* Start Data for the task *

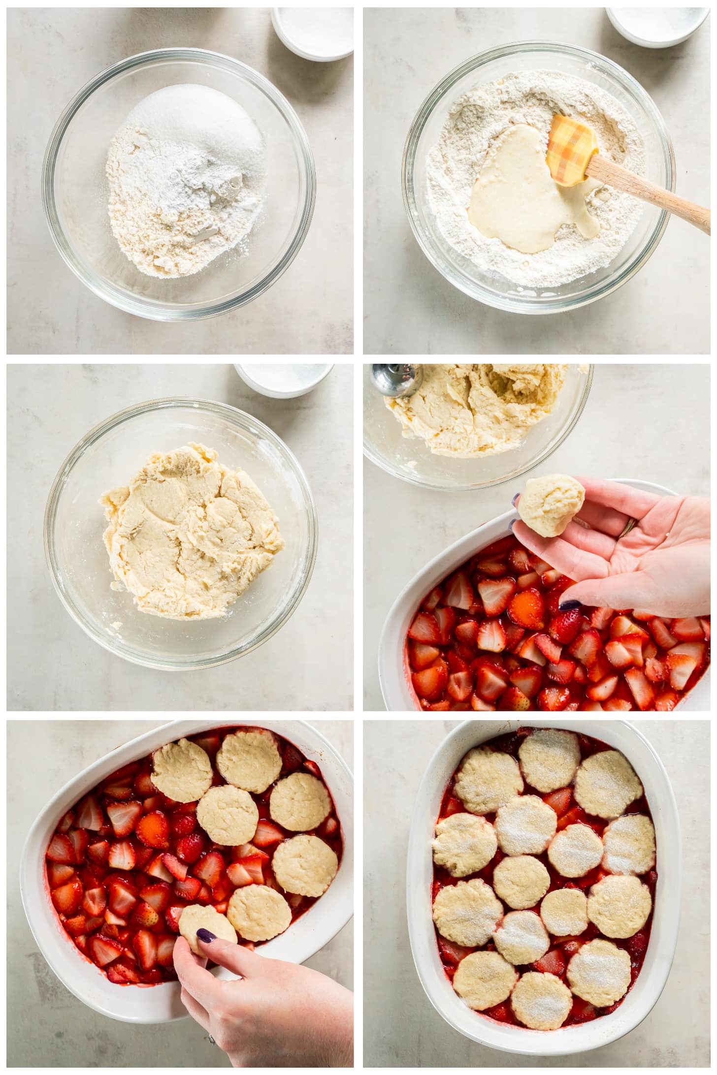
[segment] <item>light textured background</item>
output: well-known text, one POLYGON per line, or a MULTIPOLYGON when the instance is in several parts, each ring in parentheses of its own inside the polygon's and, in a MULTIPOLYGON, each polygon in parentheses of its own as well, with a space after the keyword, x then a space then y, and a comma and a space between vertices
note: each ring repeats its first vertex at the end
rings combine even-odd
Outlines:
MULTIPOLYGON (((38 807, 76 773, 157 720, 10 720, 8 722, 8 1066, 231 1067, 192 1019, 130 1027, 86 1007, 64 988, 38 950, 20 902, 17 864, 38 807), (32 758, 32 780, 27 759, 32 758), (38 789, 40 800, 38 799, 38 789)), ((353 766, 348 720, 318 720, 318 730, 353 766)), ((354 988, 353 922, 306 966, 354 988)))
POLYGON ((401 198, 401 155, 419 105, 454 67, 511 41, 601 53, 657 103, 677 161, 677 194, 709 204, 711 19, 674 48, 640 48, 603 8, 372 9, 364 15, 365 354, 673 355, 709 350, 709 240, 673 219, 618 291, 571 313, 530 317, 463 295, 424 256, 401 198))
POLYGON ((8 57, 9 353, 353 352, 353 57, 295 56, 269 8, 112 6, 11 9, 8 57), (133 317, 94 296, 55 249, 40 199, 45 146, 74 94, 112 63, 172 46, 224 53, 266 75, 304 125, 317 175, 314 219, 281 280, 241 310, 181 325, 133 317))
MULTIPOLYGON (((636 477, 676 492, 708 497, 708 364, 596 364, 579 421, 540 472, 636 477)), ((526 475, 531 476, 533 472, 526 475)), ((479 492, 434 492, 391 477, 364 460, 367 710, 384 708, 376 669, 378 639, 398 594, 448 545, 508 511, 524 482, 479 492)))
POLYGON ((307 396, 272 400, 232 366, 11 364, 8 707, 350 708, 353 374, 336 364, 307 396), (43 549, 45 501, 70 449, 114 412, 162 396, 220 400, 266 422, 297 456, 318 512, 316 567, 293 616, 246 657, 198 672, 140 668, 95 643, 62 607, 43 549))
POLYGON ((408 828, 426 766, 457 721, 364 722, 365 1066, 709 1066, 709 721, 635 722, 668 770, 682 821, 683 905, 675 960, 659 1001, 627 1036, 590 1052, 555 1058, 520 1057, 470 1042, 426 997, 405 920, 408 828))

* End Data for the task *

__Task__: Format the lines of the records above as a JSON list of strings, one string per line with blank lines omitted, and leave the pictures out.

__Reply__:
[
  "[segment] <item>light textured background</item>",
  "output: well-known text, one POLYGON per line, or a MULTIPOLYGON when the instance is in several parts, each ring in parentheses of its own inside the polygon's and, in a MULTIPOLYGON, each polygon in parentheses of its own as well, with a space after the keyword, x then a space then y, and a comma and a space between vertices",
  "note: each ring repeats its first vertex at the end",
  "rings combine even-odd",
  "Outlines:",
  "MULTIPOLYGON (((38 807, 76 773, 157 720, 10 720, 8 722, 8 1066, 231 1067, 192 1019, 130 1027, 86 1007, 64 988, 38 950, 20 902, 17 864, 38 807), (32 758, 32 780, 27 759, 32 758), (38 789, 40 800, 38 799, 38 789)), ((353 766, 348 720, 318 720, 318 730, 353 766)), ((354 988, 353 922, 306 966, 354 988)))",
  "POLYGON ((401 198, 401 155, 419 105, 454 67, 511 41, 601 53, 657 103, 677 161, 677 194, 709 204, 711 19, 674 48, 640 48, 603 8, 372 9, 364 15, 365 354, 673 355, 709 350, 709 240, 673 219, 618 291, 571 313, 530 317, 463 295, 424 256, 401 198))",
  "POLYGON ((8 57, 9 353, 353 352, 353 57, 295 56, 269 8, 112 6, 11 9, 8 57), (133 317, 94 296, 55 249, 40 199, 45 146, 74 94, 112 63, 172 46, 224 53, 266 75, 304 125, 317 175, 314 219, 281 280, 241 310, 181 325, 133 317))",
  "MULTIPOLYGON (((636 477, 676 492, 708 497, 708 364, 596 364, 579 421, 540 472, 636 477)), ((526 475, 531 476, 533 472, 526 475)), ((479 492, 434 492, 391 477, 364 460, 367 710, 384 708, 376 669, 378 639, 398 594, 448 545, 508 511, 524 482, 479 492)))",
  "POLYGON ((307 396, 272 400, 232 366, 11 364, 8 707, 350 708, 353 374, 336 364, 307 396), (43 549, 45 501, 70 449, 114 412, 162 396, 220 400, 266 422, 297 456, 318 512, 316 567, 293 616, 246 657, 198 672, 140 668, 95 643, 62 607, 43 549))",
  "POLYGON ((408 828, 426 766, 457 721, 364 722, 365 1066, 709 1066, 709 721, 635 722, 668 770, 682 821, 683 905, 675 960, 659 1001, 627 1036, 590 1052, 555 1058, 520 1057, 470 1042, 426 997, 405 920, 408 828))"
]